◆ Page excerpt
= = = =
Category One: Nebulous Statistical Comparisons of Dubious Validity.
The data set for 2010's five day old season for both teams is zero, so we must rely on the the last scraps of well-picked over statistical scrapple remaining from eight months of analysis.
Remember that Tyrod Taylor was a more efficient quarterback than Colt McCoy last year, and now has both halves of the Evans-Williams backfield of infinite intoxication on pure excellence behind him. (Darren Evans and Ryan Williams, both 1,000 yard rushers, and now both with intact, fully functioning ACLs now that Evans has healed up.) Remember that seven starters from the defensive team that beat Tennessee senseless in the Chick-Fil-A Bowl in 2009 are gone. Please recall that Virginia Tech in season openers over the past decade has been completely rand-o, alternating delicious cupcakey wins over Arkansas State and pre-competent UConn with losses to USC, Alabama, and the embarrassing loss two years ago to ECU. Remember that trends are here to be broken, and that you'd be a fool not to bet on them unless they don't exist. (And in VT's case in openers, they don't.)
= = = =
◆ Given material

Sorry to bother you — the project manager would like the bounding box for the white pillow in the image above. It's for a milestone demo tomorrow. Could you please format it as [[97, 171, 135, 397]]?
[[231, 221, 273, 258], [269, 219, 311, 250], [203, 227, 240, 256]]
= = = =
◆ Stated problem 1
Please transcribe the stretch from "Category One: Nebulous" through "months of analysis." in the Virginia Tech preview.
◆ Stated problem 2
Answer these from the Virginia Tech preview, one per line:
(a) Which two running backs make up the backfield behind Tyrod Taylor?
(b) How many starters from the defense that beat Tennessee in the Chick-Fil-A Bowl are gone?
(c) Which team handed Virginia Tech the embarrassing season-opening loss two years ago?

◆ Full output 1
Category One: Nebulous Statistical Comparisons of Dubious Validity.
The data set for 2010's five day old season for both teams is zero, so we must rely on the the last scraps of well-picked over statistical scrapple remaining from eight months of analysis.

◆ Full output 2
(a) Darren Evans and Ryan Williams
(b) Seven
(c) ECU